• [Stored entries]:

▶

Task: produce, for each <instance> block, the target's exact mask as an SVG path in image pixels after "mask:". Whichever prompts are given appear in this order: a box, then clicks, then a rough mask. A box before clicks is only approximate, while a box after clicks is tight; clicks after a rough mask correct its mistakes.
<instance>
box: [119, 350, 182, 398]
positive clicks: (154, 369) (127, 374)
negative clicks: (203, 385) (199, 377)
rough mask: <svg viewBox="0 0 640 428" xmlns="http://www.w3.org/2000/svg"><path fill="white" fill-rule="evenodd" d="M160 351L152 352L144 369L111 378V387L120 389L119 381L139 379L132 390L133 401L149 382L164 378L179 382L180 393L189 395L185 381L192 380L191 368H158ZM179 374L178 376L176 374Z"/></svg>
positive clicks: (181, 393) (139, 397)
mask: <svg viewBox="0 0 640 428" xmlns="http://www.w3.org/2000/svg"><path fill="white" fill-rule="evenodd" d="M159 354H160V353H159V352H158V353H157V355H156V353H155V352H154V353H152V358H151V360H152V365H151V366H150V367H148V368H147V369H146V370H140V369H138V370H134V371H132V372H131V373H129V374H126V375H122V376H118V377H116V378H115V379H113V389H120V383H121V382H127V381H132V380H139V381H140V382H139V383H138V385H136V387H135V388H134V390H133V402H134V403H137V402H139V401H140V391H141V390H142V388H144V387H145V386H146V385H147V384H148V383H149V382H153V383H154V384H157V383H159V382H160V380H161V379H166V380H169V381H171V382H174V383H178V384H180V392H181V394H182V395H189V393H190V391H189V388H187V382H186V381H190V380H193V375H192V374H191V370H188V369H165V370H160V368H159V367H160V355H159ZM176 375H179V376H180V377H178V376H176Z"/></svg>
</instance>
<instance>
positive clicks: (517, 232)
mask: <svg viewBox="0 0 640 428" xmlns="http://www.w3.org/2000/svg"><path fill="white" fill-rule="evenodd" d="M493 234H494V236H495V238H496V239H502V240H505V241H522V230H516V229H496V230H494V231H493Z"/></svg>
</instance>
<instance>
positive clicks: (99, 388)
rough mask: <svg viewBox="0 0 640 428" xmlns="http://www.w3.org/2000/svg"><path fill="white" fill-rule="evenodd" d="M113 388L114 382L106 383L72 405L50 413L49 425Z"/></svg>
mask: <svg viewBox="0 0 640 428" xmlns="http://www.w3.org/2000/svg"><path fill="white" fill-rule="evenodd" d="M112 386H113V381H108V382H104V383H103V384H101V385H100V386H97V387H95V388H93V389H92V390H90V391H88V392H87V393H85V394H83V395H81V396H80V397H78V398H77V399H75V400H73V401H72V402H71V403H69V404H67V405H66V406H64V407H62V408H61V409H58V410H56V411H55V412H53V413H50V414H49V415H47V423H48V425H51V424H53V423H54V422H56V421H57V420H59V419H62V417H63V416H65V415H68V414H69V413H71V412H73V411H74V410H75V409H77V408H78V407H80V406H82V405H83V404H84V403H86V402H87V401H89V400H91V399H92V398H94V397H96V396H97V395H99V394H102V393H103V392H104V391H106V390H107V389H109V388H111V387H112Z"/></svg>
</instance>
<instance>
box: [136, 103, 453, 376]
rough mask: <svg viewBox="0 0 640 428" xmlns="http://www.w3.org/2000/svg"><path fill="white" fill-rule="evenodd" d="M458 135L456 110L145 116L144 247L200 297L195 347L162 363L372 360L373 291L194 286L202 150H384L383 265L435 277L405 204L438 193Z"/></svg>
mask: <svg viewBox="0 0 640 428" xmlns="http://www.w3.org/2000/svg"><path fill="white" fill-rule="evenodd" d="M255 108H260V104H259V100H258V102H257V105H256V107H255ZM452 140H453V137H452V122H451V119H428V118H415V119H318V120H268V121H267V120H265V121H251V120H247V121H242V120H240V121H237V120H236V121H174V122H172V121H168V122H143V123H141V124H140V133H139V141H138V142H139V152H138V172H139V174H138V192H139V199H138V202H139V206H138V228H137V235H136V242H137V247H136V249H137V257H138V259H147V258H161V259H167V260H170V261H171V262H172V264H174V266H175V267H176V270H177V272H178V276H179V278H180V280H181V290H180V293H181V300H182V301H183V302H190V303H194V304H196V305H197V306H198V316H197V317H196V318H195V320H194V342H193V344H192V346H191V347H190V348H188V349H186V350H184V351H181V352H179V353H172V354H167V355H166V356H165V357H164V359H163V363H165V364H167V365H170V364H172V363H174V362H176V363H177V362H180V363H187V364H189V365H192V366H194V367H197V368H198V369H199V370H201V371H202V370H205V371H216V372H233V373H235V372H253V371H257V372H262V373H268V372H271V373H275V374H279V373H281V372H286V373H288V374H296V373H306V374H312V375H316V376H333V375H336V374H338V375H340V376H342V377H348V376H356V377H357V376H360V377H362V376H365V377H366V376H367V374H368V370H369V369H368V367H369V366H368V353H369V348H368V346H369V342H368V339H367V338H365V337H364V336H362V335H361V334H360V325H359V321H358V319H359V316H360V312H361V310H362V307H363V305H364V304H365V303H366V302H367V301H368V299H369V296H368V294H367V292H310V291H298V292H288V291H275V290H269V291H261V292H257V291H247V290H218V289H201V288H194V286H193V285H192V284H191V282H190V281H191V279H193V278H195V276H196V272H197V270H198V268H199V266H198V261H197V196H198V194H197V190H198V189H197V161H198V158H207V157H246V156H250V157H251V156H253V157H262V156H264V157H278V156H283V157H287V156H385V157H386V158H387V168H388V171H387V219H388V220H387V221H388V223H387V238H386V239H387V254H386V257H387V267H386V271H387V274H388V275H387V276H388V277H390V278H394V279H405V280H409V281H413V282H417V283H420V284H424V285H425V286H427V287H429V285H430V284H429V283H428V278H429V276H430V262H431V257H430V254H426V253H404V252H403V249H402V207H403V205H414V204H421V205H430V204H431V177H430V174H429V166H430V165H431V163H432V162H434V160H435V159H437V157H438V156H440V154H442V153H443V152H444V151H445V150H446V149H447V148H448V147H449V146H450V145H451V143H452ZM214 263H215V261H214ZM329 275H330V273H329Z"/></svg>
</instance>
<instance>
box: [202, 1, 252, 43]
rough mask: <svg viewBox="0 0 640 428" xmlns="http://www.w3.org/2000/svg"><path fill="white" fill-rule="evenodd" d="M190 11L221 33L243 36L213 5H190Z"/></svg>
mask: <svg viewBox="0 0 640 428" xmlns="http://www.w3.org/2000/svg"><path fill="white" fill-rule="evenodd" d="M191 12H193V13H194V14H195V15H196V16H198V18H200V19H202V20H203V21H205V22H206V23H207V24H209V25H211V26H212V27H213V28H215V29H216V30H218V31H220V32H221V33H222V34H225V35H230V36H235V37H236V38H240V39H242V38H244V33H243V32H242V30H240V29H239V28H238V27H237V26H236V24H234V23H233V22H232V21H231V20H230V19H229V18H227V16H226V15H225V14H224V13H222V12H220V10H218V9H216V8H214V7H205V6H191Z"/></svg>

◀

• [Exercise directions]:
Every line of the data must be written out again word for word.

• [Response to the exercise]:
Task: produce, for each <instance> block, the target's exact mask as an SVG path in image pixels after "mask:". Whichever prompts are given appear in this order: a box, then clicks, then a rough mask. A box before clicks is only approximate, while a box after clicks is tight; clicks after a rough mask correct its mistakes.
<instance>
box: [119, 350, 182, 398]
positive clicks: (154, 369) (127, 374)
negative clicks: (203, 385) (199, 377)
rough mask: <svg viewBox="0 0 640 428" xmlns="http://www.w3.org/2000/svg"><path fill="white" fill-rule="evenodd" d="M160 351L152 352L144 369L111 378V387L120 389L119 381L139 379L132 390L133 401L149 382L164 378L179 382L180 393L189 395L185 381L192 380L191 368H158ZM179 374L178 376L176 374Z"/></svg>
positive clicks: (181, 393) (139, 397)
mask: <svg viewBox="0 0 640 428" xmlns="http://www.w3.org/2000/svg"><path fill="white" fill-rule="evenodd" d="M159 354H160V353H159V352H158V353H157V355H156V353H155V352H154V353H152V358H151V360H152V365H151V366H150V367H148V368H147V369H146V370H140V369H138V370H134V371H132V372H131V373H129V374H126V375H122V376H118V377H116V378H115V379H113V389H120V383H121V382H127V381H132V380H139V381H140V382H139V383H138V385H136V387H135V388H134V390H133V402H134V403H137V402H139V401H140V391H141V390H142V388H144V387H145V386H146V385H147V384H148V383H149V382H153V383H154V384H157V383H159V382H160V380H161V379H166V380H169V381H171V382H174V383H178V384H180V392H181V394H182V395H189V393H190V391H189V388H187V382H186V381H190V380H193V375H192V374H191V370H188V369H165V370H160V368H159V367H160V355H159ZM176 375H179V376H180V377H178V376H176Z"/></svg>
</instance>
<instance>
positive clicks: (517, 232)
mask: <svg viewBox="0 0 640 428" xmlns="http://www.w3.org/2000/svg"><path fill="white" fill-rule="evenodd" d="M493 234H494V236H495V238H496V239H502V240H505V241H522V230H516V229H496V230H494V231H493Z"/></svg>
</instance>
<instance>
positive clicks: (99, 388)
rough mask: <svg viewBox="0 0 640 428" xmlns="http://www.w3.org/2000/svg"><path fill="white" fill-rule="evenodd" d="M113 388L114 382L106 383L72 405L50 413L49 425Z"/></svg>
mask: <svg viewBox="0 0 640 428" xmlns="http://www.w3.org/2000/svg"><path fill="white" fill-rule="evenodd" d="M112 386H113V381H108V382H104V383H103V384H101V385H100V386H97V387H95V388H93V389H92V390H90V391H88V392H87V393H85V394H83V395H81V396H80V397H78V398H77V399H75V400H73V401H72V402H71V403H69V404H67V405H66V406H64V407H62V408H61V409H58V410H56V411H55V412H53V413H50V414H49V415H47V423H48V425H51V424H53V423H54V422H56V421H57V420H59V419H62V417H63V416H65V415H68V414H69V413H71V412H73V411H74V410H75V409H77V408H78V407H80V406H82V405H83V404H84V403H86V402H87V401H89V400H91V399H92V398H94V397H96V396H97V395H99V394H102V393H103V392H104V391H106V390H107V389H109V388H111V387H112Z"/></svg>
</instance>
<instance>
box: [136, 103, 453, 376]
rough mask: <svg viewBox="0 0 640 428" xmlns="http://www.w3.org/2000/svg"><path fill="white" fill-rule="evenodd" d="M458 135L456 110L145 116L144 247L200 297L195 347L162 363L372 360L373 291L194 286L202 150H384L383 265L435 277L405 204L438 193Z"/></svg>
mask: <svg viewBox="0 0 640 428" xmlns="http://www.w3.org/2000/svg"><path fill="white" fill-rule="evenodd" d="M255 108H260V104H259V100H258V102H257V105H256V107H255ZM452 140H453V137H452V122H451V119H428V118H415V119H318V120H268V121H267V120H265V121H251V120H247V121H242V120H240V121H237V120H236V121H174V122H172V121H168V122H143V123H141V124H140V133H139V141H138V142H139V152H138V172H139V174H138V192H139V199H138V202H139V206H138V228H137V235H136V242H137V247H136V249H137V257H138V259H147V258H161V259H167V260H170V261H171V262H172V264H174V266H175V267H176V270H177V272H178V276H179V278H180V280H181V290H180V293H181V300H182V301H183V302H190V303H194V304H196V305H197V306H198V316H197V317H196V318H195V320H194V342H193V344H192V346H191V347H190V348H188V349H186V350H184V351H181V352H179V353H172V354H167V355H166V356H165V357H164V359H163V363H165V364H167V365H170V364H172V363H174V362H176V363H177V362H180V363H187V364H189V365H192V366H194V367H197V368H198V369H199V370H201V371H202V370H205V371H216V372H233V373H235V372H253V371H257V372H262V373H268V372H271V373H275V374H279V373H281V372H286V373H288V374H296V373H306V374H312V375H316V376H333V375H336V374H338V375H340V376H342V377H348V376H356V377H357V376H360V377H362V376H365V377H366V376H367V374H368V370H369V369H368V367H369V366H368V353H369V348H368V346H369V342H368V339H367V338H365V337H364V336H362V335H361V334H360V325H359V321H358V319H359V316H360V312H361V310H362V307H363V305H364V304H365V303H366V302H367V301H368V299H369V296H368V294H367V292H310V291H298V292H288V291H275V290H269V291H261V292H257V291H247V290H218V289H201V288H194V286H193V285H192V284H191V282H190V281H191V279H193V278H195V276H196V272H197V270H198V268H199V266H198V261H197V196H198V194H197V190H198V189H197V161H198V158H207V157H246V156H250V157H251V156H253V157H262V156H264V157H278V156H283V157H287V156H385V157H386V158H387V168H388V171H387V219H388V220H387V221H388V223H387V238H386V239H387V254H386V257H387V267H386V271H387V274H388V275H387V276H388V277H390V278H394V279H405V280H409V281H413V282H417V283H420V284H424V285H425V286H427V287H429V285H430V284H429V283H428V278H429V276H430V262H431V257H430V254H426V253H404V252H403V249H402V207H403V205H414V204H421V205H430V204H431V177H430V174H429V166H430V165H431V163H432V162H434V160H435V159H437V157H438V156H440V154H442V153H443V152H444V151H445V150H446V149H447V148H448V147H449V146H450V145H451V143H452ZM214 263H215V261H214ZM329 275H330V273H329Z"/></svg>
</instance>
<instance>
box: [202, 1, 252, 43]
rough mask: <svg viewBox="0 0 640 428" xmlns="http://www.w3.org/2000/svg"><path fill="white" fill-rule="evenodd" d="M190 11L221 33L243 36L213 5H190Z"/></svg>
mask: <svg viewBox="0 0 640 428" xmlns="http://www.w3.org/2000/svg"><path fill="white" fill-rule="evenodd" d="M191 12H193V13H194V14H195V15H196V16H198V18H200V19H202V20H203V21H205V22H206V23H207V24H209V25H211V26H212V27H213V28H215V29H216V30H218V31H220V32H221V33H222V34H225V35H230V36H235V37H236V38H240V39H242V38H244V33H243V32H242V30H240V29H239V28H238V27H237V26H236V24H234V23H233V22H232V21H231V20H230V19H229V18H227V16H226V15H225V14H224V13H222V12H220V10H218V9H216V8H214V7H205V6H191Z"/></svg>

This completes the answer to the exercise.